# Problem to solve:
Write the data out again, character for character, with no images.

(Photo-based referring expression data)
····················

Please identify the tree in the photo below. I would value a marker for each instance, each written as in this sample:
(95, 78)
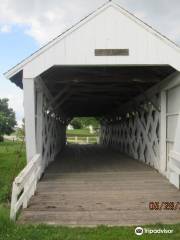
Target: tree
(83, 122)
(20, 132)
(76, 123)
(7, 118)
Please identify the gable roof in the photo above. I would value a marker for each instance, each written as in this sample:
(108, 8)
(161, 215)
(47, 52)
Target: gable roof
(19, 67)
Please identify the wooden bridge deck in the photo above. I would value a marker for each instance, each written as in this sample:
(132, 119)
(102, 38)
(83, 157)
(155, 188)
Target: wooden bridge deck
(91, 185)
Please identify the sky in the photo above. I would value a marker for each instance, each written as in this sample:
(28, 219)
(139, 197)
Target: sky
(26, 25)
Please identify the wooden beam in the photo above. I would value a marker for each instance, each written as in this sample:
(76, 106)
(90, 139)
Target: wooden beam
(29, 113)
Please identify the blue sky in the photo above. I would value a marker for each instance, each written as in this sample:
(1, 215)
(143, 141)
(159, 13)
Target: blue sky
(26, 25)
(14, 46)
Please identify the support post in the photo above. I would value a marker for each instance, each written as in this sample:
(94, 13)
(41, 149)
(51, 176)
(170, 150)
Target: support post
(163, 160)
(29, 113)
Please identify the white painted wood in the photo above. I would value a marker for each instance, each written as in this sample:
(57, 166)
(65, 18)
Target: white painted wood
(29, 113)
(135, 135)
(25, 182)
(39, 121)
(103, 29)
(163, 160)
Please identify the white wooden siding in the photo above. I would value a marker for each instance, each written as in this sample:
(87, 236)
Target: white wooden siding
(108, 29)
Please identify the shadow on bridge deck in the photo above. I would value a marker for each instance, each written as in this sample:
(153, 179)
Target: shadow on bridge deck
(92, 185)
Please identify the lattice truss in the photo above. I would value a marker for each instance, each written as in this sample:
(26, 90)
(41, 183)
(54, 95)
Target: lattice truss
(136, 134)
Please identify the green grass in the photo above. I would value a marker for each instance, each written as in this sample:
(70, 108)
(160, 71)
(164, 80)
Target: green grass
(12, 160)
(80, 133)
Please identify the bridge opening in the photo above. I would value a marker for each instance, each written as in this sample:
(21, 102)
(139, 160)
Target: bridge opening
(122, 98)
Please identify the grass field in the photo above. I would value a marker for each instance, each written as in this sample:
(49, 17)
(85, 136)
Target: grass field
(12, 160)
(80, 133)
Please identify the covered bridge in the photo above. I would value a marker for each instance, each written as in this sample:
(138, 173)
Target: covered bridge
(111, 65)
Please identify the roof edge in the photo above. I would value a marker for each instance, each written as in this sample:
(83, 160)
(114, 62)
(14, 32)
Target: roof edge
(19, 67)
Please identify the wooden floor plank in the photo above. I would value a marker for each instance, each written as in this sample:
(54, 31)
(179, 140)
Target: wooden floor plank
(92, 185)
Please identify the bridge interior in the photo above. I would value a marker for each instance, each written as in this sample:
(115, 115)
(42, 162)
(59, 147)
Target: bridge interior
(95, 185)
(111, 183)
(99, 90)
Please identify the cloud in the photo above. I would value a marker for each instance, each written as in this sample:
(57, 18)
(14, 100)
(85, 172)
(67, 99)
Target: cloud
(45, 19)
(5, 29)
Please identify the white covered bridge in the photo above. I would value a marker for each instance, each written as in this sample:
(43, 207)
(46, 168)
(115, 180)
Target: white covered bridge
(111, 65)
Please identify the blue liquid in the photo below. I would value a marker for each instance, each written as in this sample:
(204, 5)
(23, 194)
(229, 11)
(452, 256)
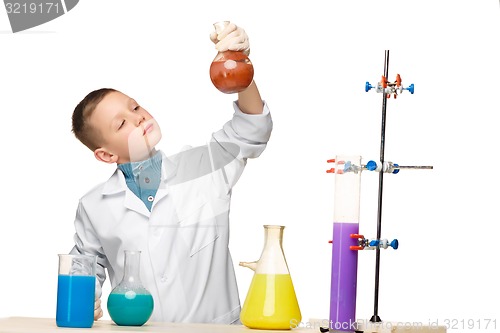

····················

# Written answer:
Please identify the tree in the photo below. I would value a marker for each instance, each written as in this sample:
(95, 78)
Target: tree
(83, 122)
(20, 132)
(76, 123)
(7, 118)
Please identify the gable roof in the photo above. I would value a marker for each instance, each written as in this sample:
(108, 8)
(161, 215)
(47, 52)
Target: gable roof
(19, 67)
Please identify the wooden bridge deck in the photo above. I would value a marker for each instance, each written as in this sample:
(132, 119)
(102, 38)
(83, 157)
(155, 188)
Target: wooden bridge deck
(91, 185)
Please identify the sky in the photo above. I would value a marker for each instance, each written as in this sample:
(28, 219)
(139, 197)
Target: sky
(26, 25)
Please identify the wooden beam in the photo above. I would value a marker for each instance, each written as in this sample:
(76, 106)
(90, 139)
Target: wooden beam
(29, 113)
Please identify the blue sky in the photo above. I would value a marker for each instance, each written as in this sample:
(1, 215)
(143, 141)
(159, 13)
Target: blue sky
(26, 25)
(14, 46)
Please identify the support post in the photo above. I would value a marker for each instance, each written as in this sample:
(94, 13)
(41, 149)
(51, 176)
(170, 150)
Target: support post
(163, 160)
(29, 113)
Please identify the white painted wood in the photo above. I would value a marker for each instance, each written as in this sample:
(57, 166)
(65, 18)
Target: white painted wood
(29, 113)
(135, 135)
(25, 182)
(39, 121)
(103, 29)
(163, 160)
Please identify the white wooden siding in the photo above. I would value a marker for each instance, each written as in this sample:
(87, 236)
Target: white wooden siding
(108, 29)
Please identify the shadow on bridge deck in the photo above. I would value a marker for each instance, each written as in this sample:
(153, 179)
Target: shadow on bridge deck
(92, 185)
Please identify the lattice truss in the photo above. I would value a marker for each instance, each written as in this sample:
(26, 90)
(41, 183)
(54, 95)
Target: lattice truss
(136, 134)
Please identify the green grass in the photo above. I would value a marker for each instance, each written as in this sample:
(70, 108)
(160, 71)
(164, 80)
Target: green grass
(12, 160)
(80, 133)
Please identify the bridge opening in the photo above. I would value a marker for each instance, each written as in this sample:
(21, 102)
(139, 160)
Target: bridge opening
(122, 98)
Please identify the grass field in the photo above. I would value a marker for each instance, each written as in this sample:
(49, 17)
(85, 136)
Target: grass field
(12, 160)
(80, 133)
Please identify the covered bridge in the photo above. I would value a marker for each instance, each written as in this sample:
(138, 173)
Target: covered bridge
(111, 65)
Please identify the roof edge in the photo above. I would value a marker for each instance, each written as in this sample:
(83, 160)
(114, 62)
(14, 32)
Target: roof edge
(19, 67)
Please identify the wooden floor plank in the photo above. I would value a marker for each instance, each written as in this sample:
(54, 31)
(179, 140)
Target: wooden floor plank
(92, 185)
Please identify the bridge interior in the photo above. I would value a marker for each instance, each written as in this sample:
(115, 115)
(42, 162)
(59, 147)
Target: bridge interior
(95, 185)
(111, 183)
(99, 90)
Please identify the cloud in the photo above. I would value a marker for each instance, each written as in this sample:
(57, 18)
(14, 100)
(85, 172)
(67, 99)
Target: cloud
(45, 19)
(5, 29)
Please identify the white covered bridge in the photo above. I would value a marker for each instance, each written as in this sample:
(43, 207)
(46, 168)
(115, 180)
Target: white covered bridge
(111, 65)
Please identify the blue liquid in the photo below. I would value a marker for each instance, each written as in this sample:
(204, 5)
(23, 194)
(229, 11)
(452, 256)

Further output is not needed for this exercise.